### ACTIVITY
Wherever the word "green" occurs in the listing, copy the whole line.

### DATASET RECORDS
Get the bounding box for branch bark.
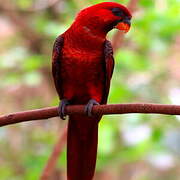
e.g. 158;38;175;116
0;103;180;127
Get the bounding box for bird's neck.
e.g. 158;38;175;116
65;21;107;50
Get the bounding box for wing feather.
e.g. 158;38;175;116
52;35;64;97
102;40;114;104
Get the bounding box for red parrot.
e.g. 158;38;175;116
52;2;131;180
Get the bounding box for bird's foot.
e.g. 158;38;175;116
84;99;99;117
58;99;70;120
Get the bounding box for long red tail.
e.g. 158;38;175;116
67;114;100;180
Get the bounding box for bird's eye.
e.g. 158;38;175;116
111;7;124;17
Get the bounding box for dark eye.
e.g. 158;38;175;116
111;7;124;17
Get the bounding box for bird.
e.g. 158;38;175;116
52;2;132;180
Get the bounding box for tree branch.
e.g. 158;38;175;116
0;103;180;127
40;127;67;180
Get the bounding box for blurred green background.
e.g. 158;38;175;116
0;0;180;179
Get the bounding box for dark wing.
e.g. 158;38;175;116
102;40;114;104
52;35;64;98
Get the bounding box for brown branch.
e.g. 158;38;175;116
0;103;180;127
40;127;67;180
112;0;139;51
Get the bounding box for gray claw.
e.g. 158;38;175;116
84;99;99;117
58;99;70;120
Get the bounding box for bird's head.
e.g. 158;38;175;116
74;2;132;37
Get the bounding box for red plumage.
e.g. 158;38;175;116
52;2;131;180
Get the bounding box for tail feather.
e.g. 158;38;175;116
67;114;100;180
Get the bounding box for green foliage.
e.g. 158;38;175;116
0;0;180;179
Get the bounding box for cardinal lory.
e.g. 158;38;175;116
52;2;132;180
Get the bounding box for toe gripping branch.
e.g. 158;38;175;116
84;99;100;117
58;99;70;120
58;99;99;119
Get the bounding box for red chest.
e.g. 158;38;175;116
63;48;103;78
60;46;106;103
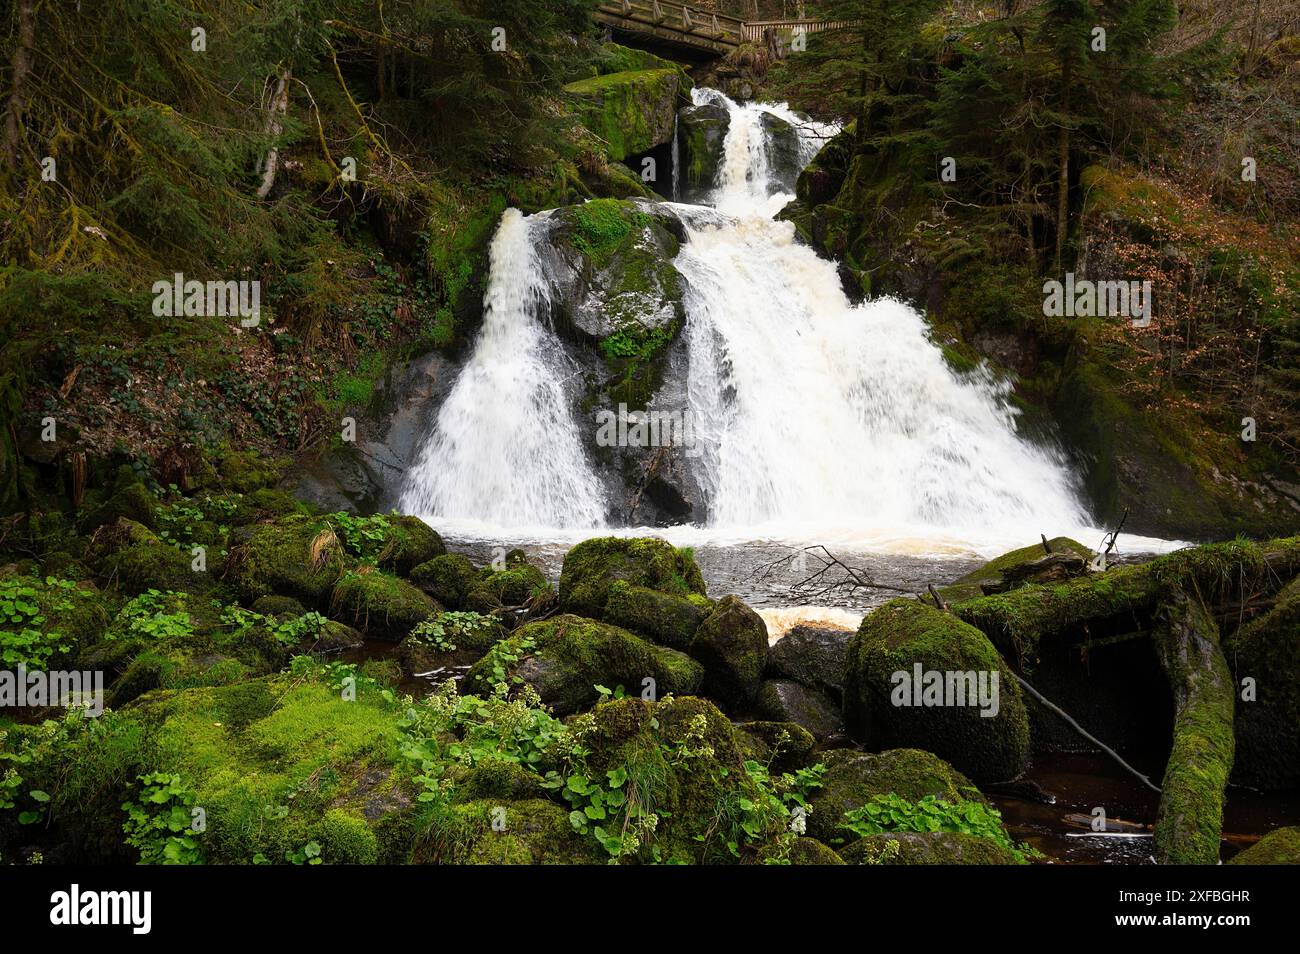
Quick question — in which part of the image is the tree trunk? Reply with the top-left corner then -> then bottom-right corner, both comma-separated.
256,69 -> 291,199
1054,55 -> 1071,272
1152,587 -> 1235,865
4,0 -> 36,171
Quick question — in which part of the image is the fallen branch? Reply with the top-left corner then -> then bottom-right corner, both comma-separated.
1006,670 -> 1162,795
750,545 -> 915,602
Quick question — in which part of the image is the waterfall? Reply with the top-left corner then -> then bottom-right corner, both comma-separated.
679,91 -> 1090,543
400,88 -> 1111,553
398,208 -> 606,535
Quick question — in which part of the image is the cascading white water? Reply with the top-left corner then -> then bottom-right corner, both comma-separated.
400,88 -> 1167,556
679,91 -> 1090,545
399,208 -> 606,534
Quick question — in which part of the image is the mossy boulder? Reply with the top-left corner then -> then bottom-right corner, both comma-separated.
377,514 -> 445,576
806,747 -> 982,845
470,555 -> 548,608
564,69 -> 685,163
755,678 -> 842,741
839,831 -> 1022,865
93,520 -> 213,596
573,696 -> 779,863
409,553 -> 478,608
216,449 -> 290,494
759,110 -> 803,194
0,574 -> 109,670
688,595 -> 769,707
559,536 -> 706,619
418,798 -> 602,865
604,579 -> 708,649
250,595 -> 306,617
844,599 -> 1030,783
757,837 -> 845,865
330,568 -> 442,641
767,623 -> 852,700
1227,826 -> 1300,865
226,514 -> 350,606
397,611 -> 507,673
466,614 -> 703,715
448,759 -> 548,805
1224,576 -> 1300,789
80,467 -> 157,532
939,537 -> 1093,604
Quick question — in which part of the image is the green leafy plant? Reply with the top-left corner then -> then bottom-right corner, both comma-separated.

### SOLUTION FOR THIS TASK
Get the bounding box for blurred green background.
Get the bounding box for green foliage.
Quick question — in which part of the image is the green leafy plant? Reply with the top-left corner then -> then bottom-right corner, both comma-separated.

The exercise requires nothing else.